WRITTEN INSTRUCTION: Gather every line in the entries below that contains the word "jersey", and copy each one as it appears.

── SUPPLIED MATERIAL

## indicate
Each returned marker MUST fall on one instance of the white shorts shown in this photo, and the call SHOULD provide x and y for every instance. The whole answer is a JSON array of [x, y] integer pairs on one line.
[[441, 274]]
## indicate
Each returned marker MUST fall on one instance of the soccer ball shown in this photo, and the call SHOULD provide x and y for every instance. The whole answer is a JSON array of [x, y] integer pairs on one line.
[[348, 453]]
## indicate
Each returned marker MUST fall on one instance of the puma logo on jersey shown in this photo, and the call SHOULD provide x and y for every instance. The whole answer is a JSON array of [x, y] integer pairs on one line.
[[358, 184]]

────
── SUPPLIED MATERIAL

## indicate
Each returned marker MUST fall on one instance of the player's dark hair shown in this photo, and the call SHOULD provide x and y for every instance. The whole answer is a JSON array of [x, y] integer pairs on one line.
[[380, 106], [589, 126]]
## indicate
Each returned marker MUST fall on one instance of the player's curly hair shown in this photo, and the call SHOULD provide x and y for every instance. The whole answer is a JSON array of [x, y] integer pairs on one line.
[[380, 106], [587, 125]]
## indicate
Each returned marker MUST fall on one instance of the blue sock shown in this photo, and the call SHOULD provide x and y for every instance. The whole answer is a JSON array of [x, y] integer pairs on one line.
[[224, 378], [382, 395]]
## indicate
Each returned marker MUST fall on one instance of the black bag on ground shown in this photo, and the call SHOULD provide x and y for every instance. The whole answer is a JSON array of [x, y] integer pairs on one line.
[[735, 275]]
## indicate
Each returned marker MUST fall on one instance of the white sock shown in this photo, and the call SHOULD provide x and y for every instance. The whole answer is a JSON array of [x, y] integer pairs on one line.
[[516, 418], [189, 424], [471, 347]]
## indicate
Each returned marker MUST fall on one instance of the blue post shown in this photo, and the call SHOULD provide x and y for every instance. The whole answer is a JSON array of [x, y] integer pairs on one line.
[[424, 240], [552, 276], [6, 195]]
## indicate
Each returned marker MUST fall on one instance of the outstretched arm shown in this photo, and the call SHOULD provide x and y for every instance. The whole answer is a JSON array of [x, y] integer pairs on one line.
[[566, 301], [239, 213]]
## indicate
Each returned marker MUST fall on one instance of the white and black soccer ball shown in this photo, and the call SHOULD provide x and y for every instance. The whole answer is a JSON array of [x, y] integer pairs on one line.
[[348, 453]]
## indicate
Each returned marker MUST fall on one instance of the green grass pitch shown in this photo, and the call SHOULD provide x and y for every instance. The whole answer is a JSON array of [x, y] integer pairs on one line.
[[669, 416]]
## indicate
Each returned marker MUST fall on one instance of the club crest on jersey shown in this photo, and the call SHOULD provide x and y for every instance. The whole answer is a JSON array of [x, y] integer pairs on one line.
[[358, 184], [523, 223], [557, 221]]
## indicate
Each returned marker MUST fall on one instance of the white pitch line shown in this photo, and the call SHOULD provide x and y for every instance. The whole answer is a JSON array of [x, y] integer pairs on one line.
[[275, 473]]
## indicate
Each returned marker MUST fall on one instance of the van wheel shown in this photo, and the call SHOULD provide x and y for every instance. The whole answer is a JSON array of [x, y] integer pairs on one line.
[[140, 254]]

────
── SUPPLIED MATERIAL

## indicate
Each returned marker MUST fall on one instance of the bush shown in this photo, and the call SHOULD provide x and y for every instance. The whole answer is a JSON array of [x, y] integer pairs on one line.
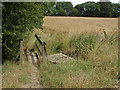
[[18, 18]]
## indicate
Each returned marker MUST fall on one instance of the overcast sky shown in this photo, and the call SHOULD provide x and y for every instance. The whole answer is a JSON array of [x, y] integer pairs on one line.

────

EXERCISE ANSWER:
Each returned marker MUST fall on one instance of the puma logo on jersey shown in this photo, and the call SHOULD provide x and y for every instance. The whole answer is a JSON array of [x, y] integer pairs on one line.
Each returned marker MUST fall on one instance of the club crest on jersey shown in this photo, and the call SHOULD provide x and y for every instance. The whole answer is a JSON array of [x, y] integer pairs on one line.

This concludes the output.